Task to carry out: Rewrite the stretch of material from the line containing "to the weathered" through the end, swapping "rock" for "boulder" and leaving everything else unchanged.

Data records:
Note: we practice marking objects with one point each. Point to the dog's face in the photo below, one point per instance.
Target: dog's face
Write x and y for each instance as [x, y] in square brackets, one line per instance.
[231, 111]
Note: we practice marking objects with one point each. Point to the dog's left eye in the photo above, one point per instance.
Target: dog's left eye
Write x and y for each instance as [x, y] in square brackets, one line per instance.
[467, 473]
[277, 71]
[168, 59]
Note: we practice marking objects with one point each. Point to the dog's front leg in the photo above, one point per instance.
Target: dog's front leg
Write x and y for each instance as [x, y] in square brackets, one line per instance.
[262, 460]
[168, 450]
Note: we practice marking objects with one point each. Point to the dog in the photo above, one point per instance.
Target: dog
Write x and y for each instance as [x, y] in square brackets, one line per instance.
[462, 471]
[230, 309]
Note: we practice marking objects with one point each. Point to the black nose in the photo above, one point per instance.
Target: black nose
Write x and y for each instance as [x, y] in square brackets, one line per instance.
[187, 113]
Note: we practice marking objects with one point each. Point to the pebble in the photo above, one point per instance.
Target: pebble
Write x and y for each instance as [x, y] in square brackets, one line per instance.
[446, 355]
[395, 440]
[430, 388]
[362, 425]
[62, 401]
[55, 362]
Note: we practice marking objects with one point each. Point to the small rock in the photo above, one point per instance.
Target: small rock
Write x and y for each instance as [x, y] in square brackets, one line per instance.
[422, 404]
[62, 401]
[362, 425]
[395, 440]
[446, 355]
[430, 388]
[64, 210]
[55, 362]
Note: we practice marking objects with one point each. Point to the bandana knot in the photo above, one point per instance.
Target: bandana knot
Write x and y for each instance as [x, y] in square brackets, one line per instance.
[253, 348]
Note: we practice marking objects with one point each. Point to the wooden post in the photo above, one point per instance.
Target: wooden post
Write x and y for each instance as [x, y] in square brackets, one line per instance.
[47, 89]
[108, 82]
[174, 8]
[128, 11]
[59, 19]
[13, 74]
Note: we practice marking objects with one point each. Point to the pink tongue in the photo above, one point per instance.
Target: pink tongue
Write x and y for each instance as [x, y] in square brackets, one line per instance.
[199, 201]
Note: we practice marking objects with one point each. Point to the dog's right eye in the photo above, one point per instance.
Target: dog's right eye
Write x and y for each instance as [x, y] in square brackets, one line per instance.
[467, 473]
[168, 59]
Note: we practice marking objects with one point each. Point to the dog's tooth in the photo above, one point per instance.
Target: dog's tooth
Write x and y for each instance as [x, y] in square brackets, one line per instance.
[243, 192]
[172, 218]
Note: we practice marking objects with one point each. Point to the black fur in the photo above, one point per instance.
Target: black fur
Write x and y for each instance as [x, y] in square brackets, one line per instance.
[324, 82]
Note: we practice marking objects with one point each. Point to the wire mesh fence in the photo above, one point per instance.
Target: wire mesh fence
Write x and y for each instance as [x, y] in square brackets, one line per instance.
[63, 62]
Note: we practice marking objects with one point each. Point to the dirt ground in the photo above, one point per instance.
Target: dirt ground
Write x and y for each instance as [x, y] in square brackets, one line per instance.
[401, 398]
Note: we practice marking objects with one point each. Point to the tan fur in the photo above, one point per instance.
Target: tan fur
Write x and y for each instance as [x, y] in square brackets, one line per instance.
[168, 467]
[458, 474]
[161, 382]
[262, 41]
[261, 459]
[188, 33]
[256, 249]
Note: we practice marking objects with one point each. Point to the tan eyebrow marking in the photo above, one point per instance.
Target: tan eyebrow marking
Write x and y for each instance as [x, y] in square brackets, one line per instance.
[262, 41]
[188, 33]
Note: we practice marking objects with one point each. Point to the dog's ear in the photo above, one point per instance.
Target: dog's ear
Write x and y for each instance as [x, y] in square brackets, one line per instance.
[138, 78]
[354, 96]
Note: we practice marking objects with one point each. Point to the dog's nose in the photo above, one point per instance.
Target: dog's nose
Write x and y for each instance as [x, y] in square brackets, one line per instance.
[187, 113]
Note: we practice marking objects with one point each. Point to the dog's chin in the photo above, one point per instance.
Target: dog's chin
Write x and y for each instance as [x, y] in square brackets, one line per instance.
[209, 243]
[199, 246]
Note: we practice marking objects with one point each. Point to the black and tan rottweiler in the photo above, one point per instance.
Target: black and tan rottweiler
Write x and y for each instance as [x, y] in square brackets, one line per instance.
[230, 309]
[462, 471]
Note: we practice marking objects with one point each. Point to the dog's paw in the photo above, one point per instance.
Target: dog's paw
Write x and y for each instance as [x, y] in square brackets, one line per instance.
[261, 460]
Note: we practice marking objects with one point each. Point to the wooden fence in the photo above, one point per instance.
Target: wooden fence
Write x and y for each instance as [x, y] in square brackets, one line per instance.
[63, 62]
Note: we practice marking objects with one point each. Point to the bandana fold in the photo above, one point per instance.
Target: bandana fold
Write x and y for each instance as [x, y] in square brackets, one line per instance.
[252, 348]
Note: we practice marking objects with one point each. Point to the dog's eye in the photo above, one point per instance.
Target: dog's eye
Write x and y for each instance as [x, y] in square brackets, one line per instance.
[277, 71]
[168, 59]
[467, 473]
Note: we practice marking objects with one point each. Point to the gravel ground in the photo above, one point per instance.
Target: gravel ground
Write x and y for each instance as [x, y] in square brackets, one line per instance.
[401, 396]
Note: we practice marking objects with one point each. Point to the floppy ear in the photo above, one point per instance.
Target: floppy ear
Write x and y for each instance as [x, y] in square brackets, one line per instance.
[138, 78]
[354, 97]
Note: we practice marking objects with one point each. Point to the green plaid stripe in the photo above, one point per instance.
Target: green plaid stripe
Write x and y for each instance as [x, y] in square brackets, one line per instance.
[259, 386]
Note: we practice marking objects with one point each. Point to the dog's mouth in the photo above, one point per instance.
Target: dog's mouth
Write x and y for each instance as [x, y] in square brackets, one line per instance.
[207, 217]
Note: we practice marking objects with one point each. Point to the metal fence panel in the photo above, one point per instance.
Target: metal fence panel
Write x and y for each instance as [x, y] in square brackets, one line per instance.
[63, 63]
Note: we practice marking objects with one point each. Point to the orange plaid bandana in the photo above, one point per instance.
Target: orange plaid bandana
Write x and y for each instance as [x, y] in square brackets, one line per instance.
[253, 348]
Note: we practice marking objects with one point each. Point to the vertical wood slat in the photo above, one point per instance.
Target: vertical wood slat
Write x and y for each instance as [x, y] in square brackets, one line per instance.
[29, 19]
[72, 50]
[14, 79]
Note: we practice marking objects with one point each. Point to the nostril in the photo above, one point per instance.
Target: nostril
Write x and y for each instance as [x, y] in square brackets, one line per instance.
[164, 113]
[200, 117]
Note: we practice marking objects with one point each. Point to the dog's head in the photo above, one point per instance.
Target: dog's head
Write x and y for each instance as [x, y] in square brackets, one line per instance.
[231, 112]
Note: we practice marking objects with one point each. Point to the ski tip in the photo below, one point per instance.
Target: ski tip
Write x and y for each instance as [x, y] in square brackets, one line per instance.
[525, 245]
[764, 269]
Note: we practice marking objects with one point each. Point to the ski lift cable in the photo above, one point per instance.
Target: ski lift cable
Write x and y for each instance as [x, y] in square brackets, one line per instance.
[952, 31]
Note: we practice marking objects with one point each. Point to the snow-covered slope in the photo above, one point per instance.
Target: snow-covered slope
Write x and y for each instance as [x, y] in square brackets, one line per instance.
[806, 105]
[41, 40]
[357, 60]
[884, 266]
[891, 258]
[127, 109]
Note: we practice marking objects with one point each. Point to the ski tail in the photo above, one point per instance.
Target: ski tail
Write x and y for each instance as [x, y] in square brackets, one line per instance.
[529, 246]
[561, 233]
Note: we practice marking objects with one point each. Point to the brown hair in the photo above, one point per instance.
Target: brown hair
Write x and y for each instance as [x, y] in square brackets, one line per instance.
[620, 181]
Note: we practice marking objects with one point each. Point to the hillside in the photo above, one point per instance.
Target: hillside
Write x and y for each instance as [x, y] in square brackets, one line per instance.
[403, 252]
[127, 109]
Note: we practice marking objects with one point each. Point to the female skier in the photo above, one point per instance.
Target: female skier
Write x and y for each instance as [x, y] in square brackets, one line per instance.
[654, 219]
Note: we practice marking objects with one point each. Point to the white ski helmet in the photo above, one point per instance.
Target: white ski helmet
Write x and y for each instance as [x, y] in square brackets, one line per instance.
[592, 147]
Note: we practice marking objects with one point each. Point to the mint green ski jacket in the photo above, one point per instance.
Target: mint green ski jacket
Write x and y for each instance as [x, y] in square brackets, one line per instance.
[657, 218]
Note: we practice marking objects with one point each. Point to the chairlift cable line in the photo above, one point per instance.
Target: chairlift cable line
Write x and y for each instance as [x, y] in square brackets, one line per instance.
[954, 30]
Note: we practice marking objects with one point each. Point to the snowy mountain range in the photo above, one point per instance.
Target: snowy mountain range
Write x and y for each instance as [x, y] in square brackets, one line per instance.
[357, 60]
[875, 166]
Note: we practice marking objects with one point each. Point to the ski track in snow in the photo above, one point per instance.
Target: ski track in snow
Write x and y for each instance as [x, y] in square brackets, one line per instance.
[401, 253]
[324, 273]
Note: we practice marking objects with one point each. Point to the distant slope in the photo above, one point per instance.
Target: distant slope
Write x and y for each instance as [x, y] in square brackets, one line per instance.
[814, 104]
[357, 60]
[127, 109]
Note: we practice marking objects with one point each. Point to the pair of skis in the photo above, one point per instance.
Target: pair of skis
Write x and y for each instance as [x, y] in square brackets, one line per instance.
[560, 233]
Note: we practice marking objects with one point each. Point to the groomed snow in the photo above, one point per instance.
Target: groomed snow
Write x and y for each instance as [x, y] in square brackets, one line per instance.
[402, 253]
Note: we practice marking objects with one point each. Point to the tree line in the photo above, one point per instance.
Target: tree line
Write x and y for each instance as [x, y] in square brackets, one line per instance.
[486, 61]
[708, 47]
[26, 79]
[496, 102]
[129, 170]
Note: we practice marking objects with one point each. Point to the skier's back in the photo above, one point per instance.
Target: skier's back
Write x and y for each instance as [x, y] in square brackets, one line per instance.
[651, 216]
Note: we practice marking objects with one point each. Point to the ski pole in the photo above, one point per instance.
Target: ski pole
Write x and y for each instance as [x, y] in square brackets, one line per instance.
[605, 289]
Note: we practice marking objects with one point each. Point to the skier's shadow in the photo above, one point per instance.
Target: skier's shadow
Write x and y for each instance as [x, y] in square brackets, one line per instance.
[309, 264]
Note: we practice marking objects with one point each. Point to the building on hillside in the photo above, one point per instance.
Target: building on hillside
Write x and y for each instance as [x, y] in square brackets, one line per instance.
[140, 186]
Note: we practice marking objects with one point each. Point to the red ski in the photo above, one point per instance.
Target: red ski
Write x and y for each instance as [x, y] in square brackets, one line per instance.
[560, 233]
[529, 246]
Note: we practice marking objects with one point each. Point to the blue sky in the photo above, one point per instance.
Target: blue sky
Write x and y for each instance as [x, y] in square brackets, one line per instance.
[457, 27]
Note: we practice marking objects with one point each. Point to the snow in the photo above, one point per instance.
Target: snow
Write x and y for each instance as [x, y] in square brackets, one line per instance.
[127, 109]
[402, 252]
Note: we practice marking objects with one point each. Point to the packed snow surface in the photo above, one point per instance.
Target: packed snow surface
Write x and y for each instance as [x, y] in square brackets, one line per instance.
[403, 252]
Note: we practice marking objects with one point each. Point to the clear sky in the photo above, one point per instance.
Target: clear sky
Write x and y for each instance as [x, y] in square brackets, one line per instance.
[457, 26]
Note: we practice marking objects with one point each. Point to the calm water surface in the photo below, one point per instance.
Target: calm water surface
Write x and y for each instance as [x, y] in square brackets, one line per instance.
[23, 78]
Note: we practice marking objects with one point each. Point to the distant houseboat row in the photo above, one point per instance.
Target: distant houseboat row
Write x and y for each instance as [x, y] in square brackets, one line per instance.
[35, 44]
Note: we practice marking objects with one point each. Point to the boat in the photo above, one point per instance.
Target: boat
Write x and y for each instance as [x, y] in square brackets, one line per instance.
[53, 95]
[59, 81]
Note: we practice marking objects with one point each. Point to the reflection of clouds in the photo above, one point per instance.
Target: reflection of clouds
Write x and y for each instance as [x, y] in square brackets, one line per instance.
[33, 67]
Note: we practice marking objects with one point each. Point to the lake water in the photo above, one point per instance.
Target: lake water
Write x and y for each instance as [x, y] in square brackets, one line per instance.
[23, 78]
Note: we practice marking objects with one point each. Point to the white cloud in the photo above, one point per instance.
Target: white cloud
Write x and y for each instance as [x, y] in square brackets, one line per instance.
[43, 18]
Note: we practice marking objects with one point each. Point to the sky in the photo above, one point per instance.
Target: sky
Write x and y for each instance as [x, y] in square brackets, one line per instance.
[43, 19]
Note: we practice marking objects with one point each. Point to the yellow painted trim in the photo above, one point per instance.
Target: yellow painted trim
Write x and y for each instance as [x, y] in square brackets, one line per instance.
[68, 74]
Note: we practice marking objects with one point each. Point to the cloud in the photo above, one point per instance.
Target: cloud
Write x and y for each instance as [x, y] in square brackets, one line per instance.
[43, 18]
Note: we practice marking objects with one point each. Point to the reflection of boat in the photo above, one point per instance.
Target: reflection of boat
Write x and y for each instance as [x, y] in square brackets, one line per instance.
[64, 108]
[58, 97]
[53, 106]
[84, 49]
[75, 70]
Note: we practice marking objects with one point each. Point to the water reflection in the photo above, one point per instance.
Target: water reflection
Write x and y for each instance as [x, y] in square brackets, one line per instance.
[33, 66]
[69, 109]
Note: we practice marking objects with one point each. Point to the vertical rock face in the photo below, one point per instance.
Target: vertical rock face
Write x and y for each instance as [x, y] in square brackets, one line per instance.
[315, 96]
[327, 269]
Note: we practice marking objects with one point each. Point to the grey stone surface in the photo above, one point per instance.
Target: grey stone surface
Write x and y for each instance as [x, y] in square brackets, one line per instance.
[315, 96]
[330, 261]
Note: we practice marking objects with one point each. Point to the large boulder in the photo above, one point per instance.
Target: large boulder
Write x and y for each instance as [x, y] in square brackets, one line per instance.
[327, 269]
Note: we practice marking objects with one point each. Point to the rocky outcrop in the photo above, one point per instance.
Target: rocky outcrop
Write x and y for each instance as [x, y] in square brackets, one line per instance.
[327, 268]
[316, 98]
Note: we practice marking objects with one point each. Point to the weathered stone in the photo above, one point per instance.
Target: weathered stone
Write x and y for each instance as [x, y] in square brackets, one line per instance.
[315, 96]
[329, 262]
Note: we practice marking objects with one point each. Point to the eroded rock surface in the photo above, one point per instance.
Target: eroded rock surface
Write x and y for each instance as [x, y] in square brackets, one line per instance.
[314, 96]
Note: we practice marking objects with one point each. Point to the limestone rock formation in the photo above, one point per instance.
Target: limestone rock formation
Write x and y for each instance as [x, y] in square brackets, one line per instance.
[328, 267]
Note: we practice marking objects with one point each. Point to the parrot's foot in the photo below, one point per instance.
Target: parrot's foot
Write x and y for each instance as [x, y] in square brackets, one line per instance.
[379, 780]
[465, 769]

Task result:
Note: we practice marking objects with one point each. Point to the weathered stone in the photo above, one point per instance.
Target: weathered stone
Write x and y for each instance as [x, y] in square brackets, one line per instance.
[315, 96]
[329, 262]
Note: we practice marking objects with one point each. Point to the eroded boulder surface in the photo above, one point per instance.
Target: eroded boulder surface
Write x and y for each instance as [x, y] in square brackets, one line per instance.
[314, 96]
Note: we practice marking objects with one point each. Point to the limestone boulder formation in the photo above, one point per instance.
Target: limestone boulder formation
Write x and y for each instance as [x, y] in square brackets, one line per instance.
[328, 267]
Note: we practice marking objects with one point each. Point to the parrot's foot in the photo below, one point per instance.
Target: parrot's foot
Write x and y for each instance as [x, y] in square brackets, one line per instance.
[379, 780]
[465, 769]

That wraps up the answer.